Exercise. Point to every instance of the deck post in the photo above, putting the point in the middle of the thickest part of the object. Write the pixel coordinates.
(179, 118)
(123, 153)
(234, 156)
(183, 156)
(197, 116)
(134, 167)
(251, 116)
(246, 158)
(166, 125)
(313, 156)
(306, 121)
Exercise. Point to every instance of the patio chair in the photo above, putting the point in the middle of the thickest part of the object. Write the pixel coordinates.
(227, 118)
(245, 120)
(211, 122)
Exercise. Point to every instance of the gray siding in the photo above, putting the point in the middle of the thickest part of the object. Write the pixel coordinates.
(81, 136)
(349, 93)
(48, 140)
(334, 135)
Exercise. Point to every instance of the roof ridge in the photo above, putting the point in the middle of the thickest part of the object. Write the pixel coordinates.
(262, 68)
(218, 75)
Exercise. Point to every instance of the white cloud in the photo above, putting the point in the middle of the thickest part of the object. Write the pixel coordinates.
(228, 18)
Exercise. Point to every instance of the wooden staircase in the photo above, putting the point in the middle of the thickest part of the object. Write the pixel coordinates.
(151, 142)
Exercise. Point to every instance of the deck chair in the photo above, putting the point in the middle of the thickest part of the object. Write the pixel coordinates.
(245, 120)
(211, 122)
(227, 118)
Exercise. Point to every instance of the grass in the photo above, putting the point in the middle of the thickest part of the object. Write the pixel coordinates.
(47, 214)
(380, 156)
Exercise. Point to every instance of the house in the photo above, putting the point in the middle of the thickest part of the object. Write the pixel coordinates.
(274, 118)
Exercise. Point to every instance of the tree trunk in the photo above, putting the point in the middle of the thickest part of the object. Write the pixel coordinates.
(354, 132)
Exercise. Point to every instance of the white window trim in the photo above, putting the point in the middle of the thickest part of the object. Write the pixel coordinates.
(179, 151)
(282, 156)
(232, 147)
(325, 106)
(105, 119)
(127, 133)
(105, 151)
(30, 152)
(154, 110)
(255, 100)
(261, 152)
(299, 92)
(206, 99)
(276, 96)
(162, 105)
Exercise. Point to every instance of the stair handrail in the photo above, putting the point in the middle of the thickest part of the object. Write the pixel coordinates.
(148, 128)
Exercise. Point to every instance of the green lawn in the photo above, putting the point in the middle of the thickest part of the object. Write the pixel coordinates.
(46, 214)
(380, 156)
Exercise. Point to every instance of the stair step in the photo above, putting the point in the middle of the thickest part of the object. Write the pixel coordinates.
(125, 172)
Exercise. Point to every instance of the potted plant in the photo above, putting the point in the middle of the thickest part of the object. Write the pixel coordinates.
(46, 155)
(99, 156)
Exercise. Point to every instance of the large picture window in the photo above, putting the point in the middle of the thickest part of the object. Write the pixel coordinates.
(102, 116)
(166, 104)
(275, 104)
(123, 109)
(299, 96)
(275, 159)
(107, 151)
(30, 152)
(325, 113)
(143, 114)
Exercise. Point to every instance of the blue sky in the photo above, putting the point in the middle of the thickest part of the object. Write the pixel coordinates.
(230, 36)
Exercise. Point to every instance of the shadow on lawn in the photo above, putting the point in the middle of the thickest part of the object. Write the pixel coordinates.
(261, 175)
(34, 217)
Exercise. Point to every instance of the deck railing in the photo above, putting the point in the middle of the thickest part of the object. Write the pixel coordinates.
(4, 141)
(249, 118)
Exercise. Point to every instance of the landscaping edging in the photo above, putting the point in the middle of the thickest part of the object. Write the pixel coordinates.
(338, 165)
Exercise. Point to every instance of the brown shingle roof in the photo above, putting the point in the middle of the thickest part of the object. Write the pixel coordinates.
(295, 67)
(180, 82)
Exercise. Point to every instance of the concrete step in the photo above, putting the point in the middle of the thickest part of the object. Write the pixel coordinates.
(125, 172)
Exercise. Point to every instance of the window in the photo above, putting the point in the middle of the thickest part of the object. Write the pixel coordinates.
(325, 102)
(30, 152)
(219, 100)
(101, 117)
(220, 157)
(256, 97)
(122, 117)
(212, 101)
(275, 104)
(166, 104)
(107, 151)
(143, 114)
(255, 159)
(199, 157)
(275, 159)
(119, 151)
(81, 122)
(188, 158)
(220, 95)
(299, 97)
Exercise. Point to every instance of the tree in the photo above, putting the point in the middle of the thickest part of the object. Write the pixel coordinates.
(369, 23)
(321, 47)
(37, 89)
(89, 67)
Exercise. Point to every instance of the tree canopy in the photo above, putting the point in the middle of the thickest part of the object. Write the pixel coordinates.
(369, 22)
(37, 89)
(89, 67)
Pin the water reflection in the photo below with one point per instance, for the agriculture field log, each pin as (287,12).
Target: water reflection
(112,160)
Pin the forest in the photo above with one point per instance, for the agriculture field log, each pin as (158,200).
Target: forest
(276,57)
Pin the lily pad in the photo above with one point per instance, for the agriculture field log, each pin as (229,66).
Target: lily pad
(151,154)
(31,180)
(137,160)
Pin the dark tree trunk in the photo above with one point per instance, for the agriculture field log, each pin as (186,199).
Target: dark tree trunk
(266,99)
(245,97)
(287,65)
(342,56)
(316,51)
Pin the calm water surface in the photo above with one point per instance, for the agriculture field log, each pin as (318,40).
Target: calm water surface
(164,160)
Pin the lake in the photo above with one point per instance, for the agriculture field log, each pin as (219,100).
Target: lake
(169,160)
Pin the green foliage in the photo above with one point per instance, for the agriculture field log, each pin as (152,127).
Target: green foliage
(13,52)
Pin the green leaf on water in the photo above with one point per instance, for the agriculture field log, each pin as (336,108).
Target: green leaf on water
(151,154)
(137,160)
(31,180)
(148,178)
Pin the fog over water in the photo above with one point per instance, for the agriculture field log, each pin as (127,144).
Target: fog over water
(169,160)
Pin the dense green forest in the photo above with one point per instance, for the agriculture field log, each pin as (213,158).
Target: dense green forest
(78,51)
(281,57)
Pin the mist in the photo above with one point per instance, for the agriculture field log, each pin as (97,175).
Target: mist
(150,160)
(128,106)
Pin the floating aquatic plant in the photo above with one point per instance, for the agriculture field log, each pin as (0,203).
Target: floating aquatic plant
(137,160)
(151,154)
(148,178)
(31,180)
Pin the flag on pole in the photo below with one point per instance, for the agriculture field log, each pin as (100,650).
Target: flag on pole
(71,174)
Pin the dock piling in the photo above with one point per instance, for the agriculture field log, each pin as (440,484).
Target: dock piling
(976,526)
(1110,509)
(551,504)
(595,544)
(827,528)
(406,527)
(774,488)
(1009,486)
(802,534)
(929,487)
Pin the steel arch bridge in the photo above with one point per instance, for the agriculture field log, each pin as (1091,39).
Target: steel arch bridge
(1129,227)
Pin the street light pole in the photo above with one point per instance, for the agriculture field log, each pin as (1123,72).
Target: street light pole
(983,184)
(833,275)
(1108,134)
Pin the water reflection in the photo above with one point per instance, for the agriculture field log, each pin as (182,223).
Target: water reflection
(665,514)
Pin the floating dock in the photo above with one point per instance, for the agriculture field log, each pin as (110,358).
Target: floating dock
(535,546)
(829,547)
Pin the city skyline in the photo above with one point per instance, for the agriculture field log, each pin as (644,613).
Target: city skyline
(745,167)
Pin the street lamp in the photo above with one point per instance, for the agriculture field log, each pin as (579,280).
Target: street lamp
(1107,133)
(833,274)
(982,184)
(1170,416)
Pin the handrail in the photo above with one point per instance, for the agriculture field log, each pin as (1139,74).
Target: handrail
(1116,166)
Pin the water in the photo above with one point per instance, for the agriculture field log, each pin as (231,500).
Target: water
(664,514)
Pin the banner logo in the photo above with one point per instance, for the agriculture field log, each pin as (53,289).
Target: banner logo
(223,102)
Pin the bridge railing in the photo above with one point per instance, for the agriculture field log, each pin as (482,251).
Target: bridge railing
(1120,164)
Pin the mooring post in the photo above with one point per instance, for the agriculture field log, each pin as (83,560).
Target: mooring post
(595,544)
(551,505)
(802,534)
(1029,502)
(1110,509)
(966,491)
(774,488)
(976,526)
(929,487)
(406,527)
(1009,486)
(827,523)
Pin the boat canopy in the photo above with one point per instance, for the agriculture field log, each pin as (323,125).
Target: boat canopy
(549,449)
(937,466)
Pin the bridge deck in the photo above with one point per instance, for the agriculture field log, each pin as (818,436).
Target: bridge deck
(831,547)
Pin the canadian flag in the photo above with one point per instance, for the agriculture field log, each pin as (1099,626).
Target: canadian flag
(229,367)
==
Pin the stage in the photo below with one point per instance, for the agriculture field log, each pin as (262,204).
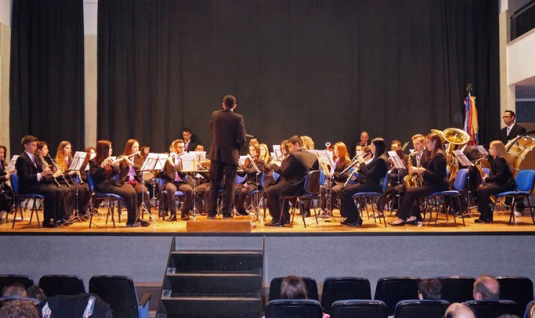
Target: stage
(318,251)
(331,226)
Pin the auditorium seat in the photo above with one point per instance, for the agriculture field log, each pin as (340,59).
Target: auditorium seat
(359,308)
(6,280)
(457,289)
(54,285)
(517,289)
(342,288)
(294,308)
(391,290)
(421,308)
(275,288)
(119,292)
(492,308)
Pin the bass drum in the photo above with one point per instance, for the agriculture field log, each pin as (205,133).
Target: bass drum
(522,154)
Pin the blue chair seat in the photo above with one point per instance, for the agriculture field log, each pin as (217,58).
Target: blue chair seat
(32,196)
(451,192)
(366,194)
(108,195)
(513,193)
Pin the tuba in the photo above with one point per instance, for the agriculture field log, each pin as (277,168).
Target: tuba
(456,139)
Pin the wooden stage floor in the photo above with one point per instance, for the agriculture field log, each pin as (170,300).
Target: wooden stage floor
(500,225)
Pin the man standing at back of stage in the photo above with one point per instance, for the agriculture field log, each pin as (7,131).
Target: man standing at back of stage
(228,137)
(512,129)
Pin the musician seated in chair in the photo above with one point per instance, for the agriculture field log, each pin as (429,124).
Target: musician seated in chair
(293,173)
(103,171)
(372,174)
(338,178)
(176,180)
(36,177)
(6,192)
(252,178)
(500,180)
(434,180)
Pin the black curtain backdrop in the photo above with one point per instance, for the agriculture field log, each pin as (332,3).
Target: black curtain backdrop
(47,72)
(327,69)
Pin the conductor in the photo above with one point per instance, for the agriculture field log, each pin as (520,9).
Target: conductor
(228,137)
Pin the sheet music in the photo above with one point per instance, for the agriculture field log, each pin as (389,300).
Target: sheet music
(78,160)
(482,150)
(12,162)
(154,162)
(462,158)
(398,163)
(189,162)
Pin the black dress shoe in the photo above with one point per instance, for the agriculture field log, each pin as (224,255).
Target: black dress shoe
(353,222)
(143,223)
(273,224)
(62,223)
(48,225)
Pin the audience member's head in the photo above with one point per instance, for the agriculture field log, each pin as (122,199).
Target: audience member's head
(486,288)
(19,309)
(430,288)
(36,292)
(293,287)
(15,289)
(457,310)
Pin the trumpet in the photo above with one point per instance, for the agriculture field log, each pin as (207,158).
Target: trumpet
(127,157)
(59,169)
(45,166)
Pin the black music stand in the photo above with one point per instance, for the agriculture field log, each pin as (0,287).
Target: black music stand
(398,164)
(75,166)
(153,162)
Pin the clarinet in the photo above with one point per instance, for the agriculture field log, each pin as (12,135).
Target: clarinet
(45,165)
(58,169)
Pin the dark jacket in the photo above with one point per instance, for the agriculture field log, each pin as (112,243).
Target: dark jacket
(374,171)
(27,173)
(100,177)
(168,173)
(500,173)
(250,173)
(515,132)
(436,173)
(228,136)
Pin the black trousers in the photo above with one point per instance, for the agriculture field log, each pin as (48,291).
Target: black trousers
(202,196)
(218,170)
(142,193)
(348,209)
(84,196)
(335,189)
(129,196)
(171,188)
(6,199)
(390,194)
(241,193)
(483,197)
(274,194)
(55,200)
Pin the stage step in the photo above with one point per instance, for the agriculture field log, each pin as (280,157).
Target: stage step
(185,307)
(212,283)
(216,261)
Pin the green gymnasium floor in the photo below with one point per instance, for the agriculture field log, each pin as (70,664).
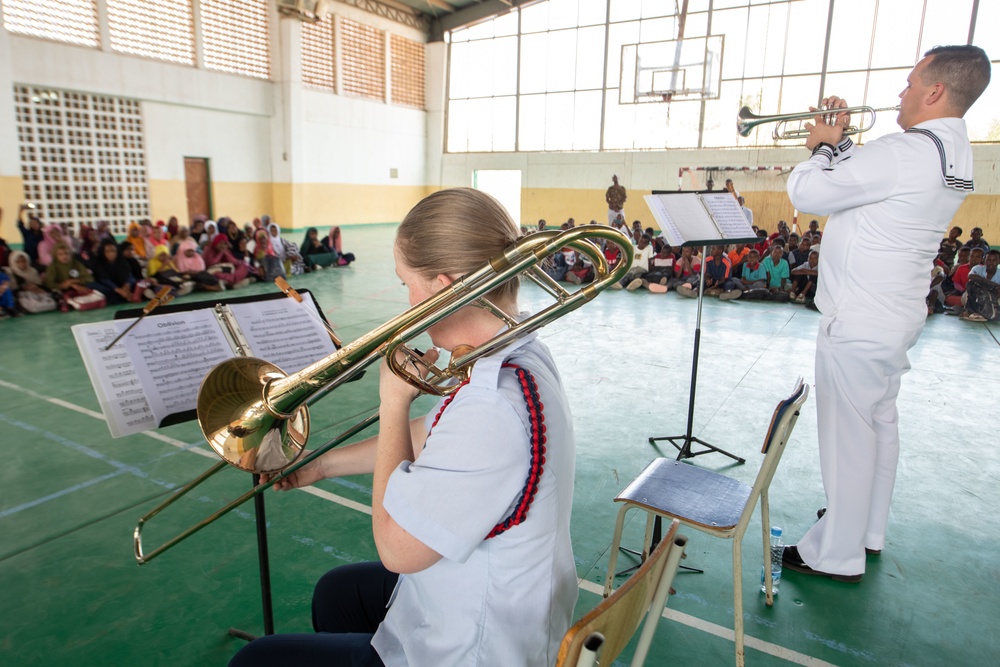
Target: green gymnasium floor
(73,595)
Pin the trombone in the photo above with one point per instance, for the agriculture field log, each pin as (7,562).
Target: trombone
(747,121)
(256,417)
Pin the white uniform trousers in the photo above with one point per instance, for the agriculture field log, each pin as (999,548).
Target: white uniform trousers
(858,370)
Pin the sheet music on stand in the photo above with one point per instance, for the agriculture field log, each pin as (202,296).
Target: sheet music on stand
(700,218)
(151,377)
==
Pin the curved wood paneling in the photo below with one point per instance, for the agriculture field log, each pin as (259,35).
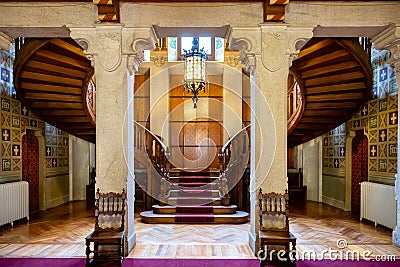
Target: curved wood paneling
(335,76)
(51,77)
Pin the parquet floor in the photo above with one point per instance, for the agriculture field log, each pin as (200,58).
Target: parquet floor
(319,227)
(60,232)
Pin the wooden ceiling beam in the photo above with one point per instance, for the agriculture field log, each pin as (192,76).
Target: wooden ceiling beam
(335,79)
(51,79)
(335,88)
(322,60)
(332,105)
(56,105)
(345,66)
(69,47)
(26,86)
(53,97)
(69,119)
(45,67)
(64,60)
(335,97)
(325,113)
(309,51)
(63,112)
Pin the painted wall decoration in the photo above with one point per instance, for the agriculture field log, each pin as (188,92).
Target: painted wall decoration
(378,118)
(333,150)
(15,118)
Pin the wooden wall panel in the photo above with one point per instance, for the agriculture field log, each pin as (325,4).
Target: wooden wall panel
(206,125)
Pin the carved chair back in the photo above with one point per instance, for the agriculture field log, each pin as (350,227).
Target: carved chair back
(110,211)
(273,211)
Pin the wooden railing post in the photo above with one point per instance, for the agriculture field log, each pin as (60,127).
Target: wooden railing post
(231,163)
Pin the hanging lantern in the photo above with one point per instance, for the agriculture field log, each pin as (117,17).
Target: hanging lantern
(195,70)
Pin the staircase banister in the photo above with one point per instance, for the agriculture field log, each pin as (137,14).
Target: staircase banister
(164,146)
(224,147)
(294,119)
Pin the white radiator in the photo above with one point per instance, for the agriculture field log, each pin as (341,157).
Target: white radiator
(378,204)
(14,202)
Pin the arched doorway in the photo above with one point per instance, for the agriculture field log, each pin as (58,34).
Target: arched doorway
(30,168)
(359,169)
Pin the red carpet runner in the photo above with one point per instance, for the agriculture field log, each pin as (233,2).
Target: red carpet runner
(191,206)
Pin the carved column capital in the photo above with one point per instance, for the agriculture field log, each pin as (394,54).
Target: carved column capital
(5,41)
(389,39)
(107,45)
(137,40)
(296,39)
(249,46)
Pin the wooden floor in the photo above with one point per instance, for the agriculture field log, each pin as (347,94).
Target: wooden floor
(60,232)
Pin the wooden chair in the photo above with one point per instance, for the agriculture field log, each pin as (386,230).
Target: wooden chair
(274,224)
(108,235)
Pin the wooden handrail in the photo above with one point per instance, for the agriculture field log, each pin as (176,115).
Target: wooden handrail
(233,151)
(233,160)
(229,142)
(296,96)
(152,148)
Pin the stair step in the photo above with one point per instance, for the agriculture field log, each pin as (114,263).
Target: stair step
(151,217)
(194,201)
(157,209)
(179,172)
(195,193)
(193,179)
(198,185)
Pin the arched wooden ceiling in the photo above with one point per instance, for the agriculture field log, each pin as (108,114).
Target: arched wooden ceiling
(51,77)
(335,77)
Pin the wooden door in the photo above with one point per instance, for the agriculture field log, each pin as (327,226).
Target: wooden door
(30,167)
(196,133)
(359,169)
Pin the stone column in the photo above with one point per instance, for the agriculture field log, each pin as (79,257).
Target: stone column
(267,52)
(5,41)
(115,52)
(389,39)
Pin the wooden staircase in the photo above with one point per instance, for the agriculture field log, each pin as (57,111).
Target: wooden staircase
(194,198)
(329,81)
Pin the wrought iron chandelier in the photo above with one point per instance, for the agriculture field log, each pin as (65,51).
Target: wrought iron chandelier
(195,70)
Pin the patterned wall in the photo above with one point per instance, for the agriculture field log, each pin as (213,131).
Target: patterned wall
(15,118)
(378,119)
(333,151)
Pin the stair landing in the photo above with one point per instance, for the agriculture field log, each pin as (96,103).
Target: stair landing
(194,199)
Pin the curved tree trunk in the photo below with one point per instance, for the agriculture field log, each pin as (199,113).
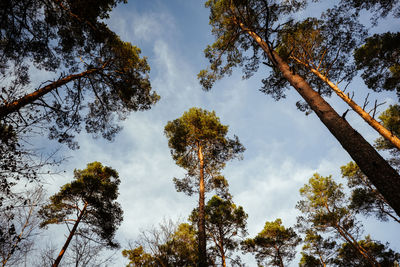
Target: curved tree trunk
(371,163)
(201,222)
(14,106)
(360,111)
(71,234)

> Exercise directions: Could you retype exactly the lines above, starting at the line that contains "Target: forest" and ending at the line that contains "Pin the dark tree", and nothing more?

> Expected answer:
Target: forest
(276,57)
Pin the lily pad in the photo above with one point per instance, for the agriculture field log, each pin as (229,66).
Target: lily pad
(151,154)
(31,180)
(137,160)
Pin the dark tree trunk in the photo above with one point per instance, for the agriculture field log, each pin as (186,199).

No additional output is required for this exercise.